The 3D source may be a server, a broadcaster, a recording device, or an authoring and/or production system for manufacturing optical record carriers like the Blu-ray Disc. The Blu-ray Disc provides an interactive platform for distributing video for content creators. Information on the Blu-ray Disc format is available from the website of the Blu-ray Disc association in papers on the audio-visual application format, e.g. http://www.blu-raydisc.com/Assets/Downloadablefile/2b_bdrom_audiovisualapplication—030 5-12955-15269.pdf. The production process of the optical record carrier further comprises the steps of providing a physical pattern of marks in tracks which pattern embodies the 3D video signal that include the depth signaling data, and subsequently shaping the material of the record carrier according to the pattern to provide the tracks of marks on at least one storage layer.

Items from a data source:

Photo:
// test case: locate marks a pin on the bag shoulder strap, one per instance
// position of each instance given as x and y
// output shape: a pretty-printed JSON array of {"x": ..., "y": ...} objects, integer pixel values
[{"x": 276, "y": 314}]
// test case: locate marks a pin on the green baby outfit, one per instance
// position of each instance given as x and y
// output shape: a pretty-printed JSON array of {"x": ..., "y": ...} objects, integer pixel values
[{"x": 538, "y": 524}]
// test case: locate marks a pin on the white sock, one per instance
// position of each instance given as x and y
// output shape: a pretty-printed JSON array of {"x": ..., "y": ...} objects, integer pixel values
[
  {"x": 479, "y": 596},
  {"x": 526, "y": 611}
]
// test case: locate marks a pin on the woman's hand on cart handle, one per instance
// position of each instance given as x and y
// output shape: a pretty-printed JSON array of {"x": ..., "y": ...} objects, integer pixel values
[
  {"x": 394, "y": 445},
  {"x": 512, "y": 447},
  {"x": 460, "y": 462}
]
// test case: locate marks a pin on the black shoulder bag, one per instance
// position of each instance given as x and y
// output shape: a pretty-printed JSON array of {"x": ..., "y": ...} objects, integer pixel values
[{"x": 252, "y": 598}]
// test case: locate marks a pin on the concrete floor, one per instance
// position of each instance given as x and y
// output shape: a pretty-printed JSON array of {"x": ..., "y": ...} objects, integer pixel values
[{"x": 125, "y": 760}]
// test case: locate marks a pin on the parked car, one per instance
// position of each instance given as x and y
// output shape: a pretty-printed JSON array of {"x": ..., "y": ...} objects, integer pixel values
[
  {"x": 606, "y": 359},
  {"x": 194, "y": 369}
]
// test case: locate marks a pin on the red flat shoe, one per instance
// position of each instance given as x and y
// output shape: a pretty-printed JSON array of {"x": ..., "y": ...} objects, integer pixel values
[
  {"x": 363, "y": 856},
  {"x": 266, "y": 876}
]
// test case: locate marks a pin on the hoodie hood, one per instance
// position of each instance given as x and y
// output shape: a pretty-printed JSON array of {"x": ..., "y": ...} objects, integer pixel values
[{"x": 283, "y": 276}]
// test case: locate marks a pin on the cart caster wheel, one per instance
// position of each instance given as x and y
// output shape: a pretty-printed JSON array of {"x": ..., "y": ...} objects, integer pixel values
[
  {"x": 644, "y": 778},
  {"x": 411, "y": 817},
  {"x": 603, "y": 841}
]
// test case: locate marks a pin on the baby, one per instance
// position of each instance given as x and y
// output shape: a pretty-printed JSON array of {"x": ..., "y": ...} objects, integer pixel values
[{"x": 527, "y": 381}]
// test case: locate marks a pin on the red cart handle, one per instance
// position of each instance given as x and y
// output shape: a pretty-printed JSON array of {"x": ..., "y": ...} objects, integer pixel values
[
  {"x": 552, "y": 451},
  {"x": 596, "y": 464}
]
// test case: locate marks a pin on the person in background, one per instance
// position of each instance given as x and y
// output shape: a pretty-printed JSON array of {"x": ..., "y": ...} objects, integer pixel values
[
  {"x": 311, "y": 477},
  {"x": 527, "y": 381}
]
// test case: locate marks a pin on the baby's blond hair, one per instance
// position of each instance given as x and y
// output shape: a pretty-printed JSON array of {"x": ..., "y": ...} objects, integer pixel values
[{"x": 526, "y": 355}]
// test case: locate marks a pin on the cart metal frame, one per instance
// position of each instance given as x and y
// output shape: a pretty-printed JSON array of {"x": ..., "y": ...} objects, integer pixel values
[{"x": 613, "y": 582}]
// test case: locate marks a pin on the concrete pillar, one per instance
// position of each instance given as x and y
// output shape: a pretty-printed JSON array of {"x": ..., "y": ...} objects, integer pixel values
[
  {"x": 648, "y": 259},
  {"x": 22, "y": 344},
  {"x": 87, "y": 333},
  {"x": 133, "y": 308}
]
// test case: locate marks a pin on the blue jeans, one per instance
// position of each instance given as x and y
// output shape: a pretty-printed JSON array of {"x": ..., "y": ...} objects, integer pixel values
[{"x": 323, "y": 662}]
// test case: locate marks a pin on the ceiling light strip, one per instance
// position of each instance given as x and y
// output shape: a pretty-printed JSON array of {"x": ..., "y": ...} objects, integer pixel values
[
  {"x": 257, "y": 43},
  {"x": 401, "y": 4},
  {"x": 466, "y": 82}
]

Stated goal:
According to the passage on 3D video sources, what does the Blu-ray Disc provide for content creators? The records are not needed to complete any of the tasks.

Answer in full:
An interactive platform for distributing video.